→ Document passage

========

Three-Way Text Merge Implementation

Three way merge is the old workhorse of version control systems. When a merge is to be done between THIS and OTHER, it picks a common ancestor, BASE, and uses it as a guide in determining how the merge should be done.

Selecting BASE can be very tricky, and sometimes there isn't any single correct ancestor, especially in the case of CrissCrossMerge.

There are several ways to implement three-way merging.

Inexact Patching

Since the goal of merging is to apply the changes made in another branch to your own, a fairly direct approach is to diff BASE and OTHER, and apply the resulting patch to THIS.

Since this approach uses context diffs, it can sometimes apply patches to the wrong place, a problem fixed by exact patching.

This has the failing that it does not recognize when THIS and OTHER have both made the same change, thus it will produce more conflicts than other approaches.

Exact patching

Exact patching is similar to inexact patching, except it makes two diffs, one from BASE to THIS, and one from BASE to OTHER, then uses the patch from BASE to OTHER to determine the line offsets to apply the patch from BASE to THIS to. It doesn't have to use context lines like inexact patching does, and can recognize AccidentalCleanMerge as a special case (especially important for 3way, since it runs into lots of erroneous accidental clean merges when BASE is selected too conservatively). This is known in the subversion world as Variance Adjusted Patching. The same concept can also be extended to work with binary diffs. In the binary case you usually want a 'buffer' around the edges of the patch that is used to catch conflicts. Interestingly, this buffer could be extended using the semantics of the file being edited - either to the nearest newline, or the nearest set of braces, etc.

Three-way compare

This approach compares all three texts, and divides them up into sections where

  • all agree
  • this and other agree
  • this and base agree
  • base and other agree
  • none agree

A drawback of this approach is that it is hard to determine section breaks; If none agree, and later THIS and OTHER agree, which lines of BASE belong in the first section, and which in the second? As a result, this case is treated as a single 'none agree' section, increasing the number of conflict lines.

========

Coordinate annotation entries
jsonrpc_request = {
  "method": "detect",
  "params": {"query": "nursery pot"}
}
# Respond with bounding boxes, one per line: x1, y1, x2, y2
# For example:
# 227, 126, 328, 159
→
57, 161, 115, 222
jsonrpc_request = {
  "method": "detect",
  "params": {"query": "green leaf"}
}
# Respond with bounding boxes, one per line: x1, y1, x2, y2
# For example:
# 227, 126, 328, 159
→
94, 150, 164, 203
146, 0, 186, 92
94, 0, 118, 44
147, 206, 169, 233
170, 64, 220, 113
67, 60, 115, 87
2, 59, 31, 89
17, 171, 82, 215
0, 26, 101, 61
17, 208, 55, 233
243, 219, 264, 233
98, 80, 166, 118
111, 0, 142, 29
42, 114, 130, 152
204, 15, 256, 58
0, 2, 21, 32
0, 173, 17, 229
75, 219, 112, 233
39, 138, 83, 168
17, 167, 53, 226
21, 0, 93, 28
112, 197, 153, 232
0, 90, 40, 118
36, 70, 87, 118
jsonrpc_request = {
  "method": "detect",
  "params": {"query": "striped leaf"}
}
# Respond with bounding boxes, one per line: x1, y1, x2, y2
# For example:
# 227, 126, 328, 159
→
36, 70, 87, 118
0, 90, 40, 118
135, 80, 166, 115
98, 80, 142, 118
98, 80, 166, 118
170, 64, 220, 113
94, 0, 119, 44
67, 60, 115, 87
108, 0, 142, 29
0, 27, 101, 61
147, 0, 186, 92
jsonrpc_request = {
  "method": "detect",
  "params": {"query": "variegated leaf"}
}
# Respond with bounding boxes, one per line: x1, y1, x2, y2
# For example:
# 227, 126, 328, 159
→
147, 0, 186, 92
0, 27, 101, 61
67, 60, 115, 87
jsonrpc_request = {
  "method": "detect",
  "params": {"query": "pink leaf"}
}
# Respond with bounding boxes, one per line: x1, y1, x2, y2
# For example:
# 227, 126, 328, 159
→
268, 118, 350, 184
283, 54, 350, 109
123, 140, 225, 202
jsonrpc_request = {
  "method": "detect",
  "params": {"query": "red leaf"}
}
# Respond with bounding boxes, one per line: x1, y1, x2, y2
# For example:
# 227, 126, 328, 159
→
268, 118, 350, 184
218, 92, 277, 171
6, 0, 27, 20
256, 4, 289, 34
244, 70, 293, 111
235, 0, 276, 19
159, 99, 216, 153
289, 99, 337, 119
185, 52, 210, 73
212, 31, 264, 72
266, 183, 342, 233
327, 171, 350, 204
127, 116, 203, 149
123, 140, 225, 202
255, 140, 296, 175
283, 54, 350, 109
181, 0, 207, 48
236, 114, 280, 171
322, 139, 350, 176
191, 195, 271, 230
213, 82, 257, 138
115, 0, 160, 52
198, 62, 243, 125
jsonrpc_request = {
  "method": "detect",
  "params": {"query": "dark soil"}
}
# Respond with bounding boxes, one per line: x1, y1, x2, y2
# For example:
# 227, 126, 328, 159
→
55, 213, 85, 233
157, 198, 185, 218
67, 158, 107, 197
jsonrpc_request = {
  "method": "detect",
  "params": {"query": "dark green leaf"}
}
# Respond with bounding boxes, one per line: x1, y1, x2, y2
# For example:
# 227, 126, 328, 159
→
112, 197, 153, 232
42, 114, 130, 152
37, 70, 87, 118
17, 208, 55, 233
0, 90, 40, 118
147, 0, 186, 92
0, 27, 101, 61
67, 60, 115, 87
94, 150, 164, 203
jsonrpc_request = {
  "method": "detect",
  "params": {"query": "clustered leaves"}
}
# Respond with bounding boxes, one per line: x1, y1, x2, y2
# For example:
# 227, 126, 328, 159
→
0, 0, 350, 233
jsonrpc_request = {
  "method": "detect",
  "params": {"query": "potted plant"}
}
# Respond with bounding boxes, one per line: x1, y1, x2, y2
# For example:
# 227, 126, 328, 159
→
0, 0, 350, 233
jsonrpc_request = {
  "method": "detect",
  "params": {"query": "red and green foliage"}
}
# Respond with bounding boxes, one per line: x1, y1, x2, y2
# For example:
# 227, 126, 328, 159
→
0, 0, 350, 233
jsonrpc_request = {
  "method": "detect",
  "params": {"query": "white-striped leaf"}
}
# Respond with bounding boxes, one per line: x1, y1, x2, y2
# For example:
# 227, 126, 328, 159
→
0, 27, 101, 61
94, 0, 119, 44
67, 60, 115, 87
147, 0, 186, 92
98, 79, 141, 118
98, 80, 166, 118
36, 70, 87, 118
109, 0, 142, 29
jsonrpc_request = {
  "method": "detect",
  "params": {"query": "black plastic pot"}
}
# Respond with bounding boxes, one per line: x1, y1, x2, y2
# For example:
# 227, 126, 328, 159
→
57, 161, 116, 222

========

→ Directives
A) Can you count the lines in the entries that contain the string "dark"? Reply with the number alone.
B) Could you continue the three-way merge text past its last sentence?

→ Responses to the exercise
A) 2

B)
In some sense all these techniques are variants of three way compare, but with the details fleshed out in different ways.

Two-way tie-break

This approach first compares THIS and OTHER. Only the differences are processed further. In areas where THIS and OTHER differ, the THIS and OTHER texts are both compared to the BASE text to break the tie. If THIS text is the same as the BASE text, it loses. If the OTHER text is the same as the BASE text, it loses. If neither matches BASE, it is considered a conflict.

A drawback of this approach is that conflicts are not clearly associated with particular lines in Base.

Bzr implementation of three-way compare

The bzr implementation does a three-way comparison like so:

  1. Compare BASE to OTHER
  2. Compare BASE to THIS
  3. Combine the comparisons so that the section breaks happen in the same places, relative to BASE
  4. In sections where THIS and BASE coincide, pick OTHER
  5. In sections where OTHER and BASE coincide, pick THIS
  6. Sections in which both OTHER and THIS differ from BASE are treated as conflicts
  7. (Optional) a two-way merge is performed in conflict regions, to reduce conflicts. (This step is optional, because it loses the connection between BASE and conflict regions)